== DATA SHOWN ==

>>

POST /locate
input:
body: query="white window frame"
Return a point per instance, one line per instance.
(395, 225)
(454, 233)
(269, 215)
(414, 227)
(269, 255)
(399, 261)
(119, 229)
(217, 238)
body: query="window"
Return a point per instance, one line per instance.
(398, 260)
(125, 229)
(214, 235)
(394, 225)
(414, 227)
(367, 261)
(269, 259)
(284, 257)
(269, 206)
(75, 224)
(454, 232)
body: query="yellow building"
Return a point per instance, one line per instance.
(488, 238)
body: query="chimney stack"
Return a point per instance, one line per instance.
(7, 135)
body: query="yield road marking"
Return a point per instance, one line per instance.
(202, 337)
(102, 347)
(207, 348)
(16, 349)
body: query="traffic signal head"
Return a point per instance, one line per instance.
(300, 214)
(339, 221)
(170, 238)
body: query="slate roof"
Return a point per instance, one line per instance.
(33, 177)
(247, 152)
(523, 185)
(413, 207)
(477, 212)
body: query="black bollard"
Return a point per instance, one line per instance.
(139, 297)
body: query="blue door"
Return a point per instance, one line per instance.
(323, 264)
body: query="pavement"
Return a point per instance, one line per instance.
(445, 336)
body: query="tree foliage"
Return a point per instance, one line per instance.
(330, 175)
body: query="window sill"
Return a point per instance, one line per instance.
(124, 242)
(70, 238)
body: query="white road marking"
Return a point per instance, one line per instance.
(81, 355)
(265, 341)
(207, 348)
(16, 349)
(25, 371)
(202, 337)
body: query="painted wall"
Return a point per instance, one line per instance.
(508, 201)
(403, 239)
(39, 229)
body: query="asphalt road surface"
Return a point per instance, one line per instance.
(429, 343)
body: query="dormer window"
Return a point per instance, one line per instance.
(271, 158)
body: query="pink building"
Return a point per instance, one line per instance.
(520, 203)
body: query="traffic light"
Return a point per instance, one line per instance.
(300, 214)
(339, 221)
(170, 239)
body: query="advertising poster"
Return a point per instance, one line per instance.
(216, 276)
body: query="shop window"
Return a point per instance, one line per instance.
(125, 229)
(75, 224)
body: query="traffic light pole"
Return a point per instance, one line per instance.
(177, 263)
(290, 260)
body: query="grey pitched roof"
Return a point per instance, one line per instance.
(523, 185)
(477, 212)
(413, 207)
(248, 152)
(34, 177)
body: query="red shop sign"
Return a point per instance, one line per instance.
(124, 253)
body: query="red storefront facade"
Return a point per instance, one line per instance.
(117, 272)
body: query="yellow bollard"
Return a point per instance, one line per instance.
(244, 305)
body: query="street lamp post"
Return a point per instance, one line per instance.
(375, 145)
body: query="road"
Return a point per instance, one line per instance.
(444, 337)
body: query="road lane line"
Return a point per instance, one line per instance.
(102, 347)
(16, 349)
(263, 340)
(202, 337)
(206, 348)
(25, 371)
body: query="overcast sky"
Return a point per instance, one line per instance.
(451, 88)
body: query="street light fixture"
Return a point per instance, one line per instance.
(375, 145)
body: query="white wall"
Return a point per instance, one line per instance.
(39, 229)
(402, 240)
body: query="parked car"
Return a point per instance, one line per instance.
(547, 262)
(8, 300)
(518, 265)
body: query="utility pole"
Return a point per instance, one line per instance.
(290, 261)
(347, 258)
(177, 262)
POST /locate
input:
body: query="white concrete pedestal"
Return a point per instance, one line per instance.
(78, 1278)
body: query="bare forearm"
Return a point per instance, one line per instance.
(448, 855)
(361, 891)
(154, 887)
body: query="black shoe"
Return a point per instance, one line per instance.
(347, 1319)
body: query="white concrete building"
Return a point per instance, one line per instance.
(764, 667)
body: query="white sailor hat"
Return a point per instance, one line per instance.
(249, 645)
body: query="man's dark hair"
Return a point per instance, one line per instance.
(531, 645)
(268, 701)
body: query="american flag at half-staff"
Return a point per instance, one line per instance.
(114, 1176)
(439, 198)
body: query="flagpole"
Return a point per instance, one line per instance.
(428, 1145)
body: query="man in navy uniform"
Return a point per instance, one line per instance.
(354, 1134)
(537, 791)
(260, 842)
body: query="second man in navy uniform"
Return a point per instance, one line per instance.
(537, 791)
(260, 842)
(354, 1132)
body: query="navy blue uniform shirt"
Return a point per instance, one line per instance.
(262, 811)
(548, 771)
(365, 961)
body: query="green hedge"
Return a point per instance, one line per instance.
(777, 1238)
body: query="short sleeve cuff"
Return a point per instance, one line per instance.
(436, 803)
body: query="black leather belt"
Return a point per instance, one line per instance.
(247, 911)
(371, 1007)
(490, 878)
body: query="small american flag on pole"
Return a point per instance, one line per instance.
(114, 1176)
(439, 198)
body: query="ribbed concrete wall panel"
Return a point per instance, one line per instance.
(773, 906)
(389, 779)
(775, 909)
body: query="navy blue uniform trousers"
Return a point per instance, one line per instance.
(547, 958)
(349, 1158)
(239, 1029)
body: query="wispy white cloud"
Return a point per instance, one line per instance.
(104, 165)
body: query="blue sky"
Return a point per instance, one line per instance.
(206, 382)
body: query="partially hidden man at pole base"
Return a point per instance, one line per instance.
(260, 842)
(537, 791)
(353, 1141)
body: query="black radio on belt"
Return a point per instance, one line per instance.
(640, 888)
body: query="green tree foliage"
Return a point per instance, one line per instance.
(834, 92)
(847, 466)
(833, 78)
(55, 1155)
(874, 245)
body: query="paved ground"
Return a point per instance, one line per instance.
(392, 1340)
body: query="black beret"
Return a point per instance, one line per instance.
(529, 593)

<<

== REQUIREMENTS ==
Write out every entry word for word.

== FINISHED ANSWER ==
POST /locate
input:
body: query="white window frame"
Return a point per instance, one line per instance.
(395, 225)
(454, 233)
(269, 215)
(414, 227)
(269, 255)
(399, 261)
(119, 229)
(217, 238)
body: query="window"
Return a point per instance, one line per instance.
(398, 260)
(125, 229)
(214, 235)
(394, 225)
(414, 227)
(367, 261)
(269, 259)
(284, 257)
(269, 206)
(75, 224)
(454, 232)
body: query="yellow building"
Return a point per instance, one line per instance.
(488, 238)
body: query="chimney stack"
Return a point per instance, one line per instance.
(7, 135)
body: query="yield road marking"
Return a point per instance, one line per instance.
(202, 337)
(102, 347)
(207, 348)
(16, 349)
body: query="traffic signal head"
Return a point per instance, one line per instance.
(300, 214)
(339, 221)
(170, 238)
body: query="slate roof"
Return a point per instance, one line per instance.
(33, 177)
(247, 152)
(523, 185)
(413, 207)
(477, 212)
body: query="black bollard"
Return a point per instance, one line per instance.
(139, 297)
body: query="blue door"
Return a point per instance, one line per instance.
(323, 264)
body: query="pavement"
Return a point per instance, one line per instance.
(445, 336)
body: query="tree foliage"
Return a point per instance, one line per instance.
(330, 175)
body: query="window sill"
Return a point per instance, one line per instance.
(124, 242)
(70, 238)
body: query="white road marking"
Return a point per instance, one line per instance.
(81, 355)
(265, 341)
(207, 348)
(16, 349)
(25, 371)
(202, 337)
body: query="painted wall"
Return a point per instance, one line per instance.
(508, 201)
(403, 239)
(39, 229)
body: query="asphalt road surface"
Return a point per instance, one line per instance.
(429, 343)
body: query="dormer window"
Return a point per instance, one line per instance.
(271, 158)
body: query="pink building"
Return a point per instance, one line per instance.
(520, 203)
body: query="traffic light"
Return a point per instance, one line per instance.
(300, 214)
(339, 221)
(170, 239)
body: query="advertising poster"
Return a point per instance, one line per instance.
(216, 276)
body: query="shop window"
Return a point per instance, one line per instance.
(125, 229)
(75, 224)
body: query="traffic light pole"
Return a point per instance, one line per instance.
(177, 263)
(290, 260)
body: query="grey pitched roof"
Return a point per instance, one line per instance.
(523, 185)
(477, 212)
(413, 207)
(248, 152)
(34, 177)
body: query="red shop sign"
Return a point per instance, one line per instance.
(124, 253)
body: query="red storefront facade"
Return a point per instance, one line per instance.
(117, 272)
body: query="yellow bollard"
Return a point per instance, one line per instance.
(244, 305)
body: query="street lamp post"
Return a point per instance, one line per instance.
(375, 145)
body: query="road"
Return a point per instance, one line per instance.
(444, 337)
body: query="road lane line"
Return a point per instance, one line per instance.
(102, 347)
(16, 349)
(263, 340)
(202, 337)
(206, 348)
(25, 371)
body: query="overcast sky"
Return a point per instance, one line per instance.
(451, 88)
body: query="street light fixture"
Return a point per instance, one line per instance.
(375, 145)
body: query="white wall"
Return a point per instance, one line per instance.
(39, 229)
(402, 240)
body: query="parked car"
Return a point per instance, one line per instance.
(547, 262)
(8, 300)
(518, 265)
body: query="utility pole"
Return a point per instance, one line per instance.
(290, 261)
(347, 258)
(177, 262)
POST /locate
input:
body: query="white concrete pedestal"
Return a point per instance, one line per instance.
(78, 1278)
body: query="bare forearm"
Return a point per instance, one line per instance.
(448, 855)
(361, 891)
(154, 887)
body: query="black shoe"
Return a point per instance, one line per instance.
(347, 1319)
body: query="white concrete building"
Return a point per instance, one line per instance.
(764, 667)
body: query="white sailor hat"
Return a point per instance, one line per instance.
(249, 645)
body: query="man's dark hair"
Return a point per instance, one line per instance.
(531, 645)
(268, 701)
body: query="american flag at half-staff"
Return a point per instance, one line per instance.
(114, 1176)
(439, 198)
body: query="flagpole"
Return a point per instance, one line per instance.
(428, 1145)
body: query="man in navy uniform"
Return a point per instance, one line per instance.
(354, 1134)
(537, 791)
(260, 842)
body: query="second man in navy uniform"
Return a point per instance, one line per instance.
(537, 791)
(260, 842)
(354, 1132)
body: query="navy blue uniform shirt"
Return a point per instance, one line per instance.
(262, 811)
(548, 771)
(365, 961)
body: query="green hedge"
Return a point per instance, one line per instance.
(777, 1238)
body: query="short sleeve cuff"
Return a point per instance, one line per instance.
(436, 803)
body: query="black leather belt"
Return a point per instance, one line per instance.
(247, 911)
(371, 1007)
(490, 878)
body: query="small american flag on pole"
Return a point per instance, one line per instance.
(114, 1176)
(439, 198)
body: query="ribbed concrete wall panel"
Return a point per instance, one line per instance.
(773, 906)
(389, 779)
(775, 909)
body: query="navy blue uniform trousers"
Return a point per instance, one line per instance.
(547, 958)
(349, 1158)
(239, 1029)
body: query="wispy white cloud"
Return a point per instance, one line per instance.
(104, 165)
body: query="blue sky"
Return a point per instance, one line per instance.
(206, 382)
body: query="partially hidden man at pole base"
Return a point per instance, one line per instance.
(260, 842)
(537, 791)
(353, 1141)
body: query="black radio on belt"
Return a point per instance, one line per instance.
(640, 888)
body: query="green tree foliage"
Return a point per instance, one line per instance.
(834, 92)
(847, 466)
(833, 78)
(55, 1155)
(874, 245)
body: query="paved ground"
Return a point per instance, one line per instance.
(392, 1340)
body: query="black beret"
Return a point per instance, one line per instance.
(529, 593)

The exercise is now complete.